* Task goal
Scan the records for the string "below" and copy every line that holds it.

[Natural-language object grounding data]
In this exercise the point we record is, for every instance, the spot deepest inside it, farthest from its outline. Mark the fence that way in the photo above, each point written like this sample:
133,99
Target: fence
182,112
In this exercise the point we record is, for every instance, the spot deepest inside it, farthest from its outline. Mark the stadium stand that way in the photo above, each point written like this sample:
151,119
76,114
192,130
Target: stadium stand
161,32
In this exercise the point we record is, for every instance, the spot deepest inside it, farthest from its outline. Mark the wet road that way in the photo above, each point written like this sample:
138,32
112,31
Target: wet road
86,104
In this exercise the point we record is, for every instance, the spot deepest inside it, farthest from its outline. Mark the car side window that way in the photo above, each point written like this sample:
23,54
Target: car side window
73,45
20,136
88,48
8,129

* * *

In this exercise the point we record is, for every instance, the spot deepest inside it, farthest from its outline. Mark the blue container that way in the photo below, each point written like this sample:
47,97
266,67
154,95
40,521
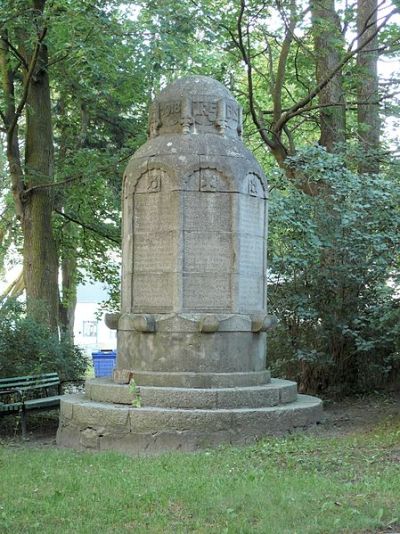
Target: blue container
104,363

==

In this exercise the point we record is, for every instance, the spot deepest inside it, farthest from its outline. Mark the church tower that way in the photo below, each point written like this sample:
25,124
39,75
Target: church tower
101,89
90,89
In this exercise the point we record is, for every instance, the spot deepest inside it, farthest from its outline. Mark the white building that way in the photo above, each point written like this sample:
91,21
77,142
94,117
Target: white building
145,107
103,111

* Result of this task
In this exercise the point we record is, for every instance, the spot deepest inside it, farthest from its outline. Mark the blue container that way in the photo below, each point written like this sample:
In this exercise the point we record is, for every instance, the spot deepest inside it, farthest from its outline. Mark the church tower that way in the photo below, each point written like this sample:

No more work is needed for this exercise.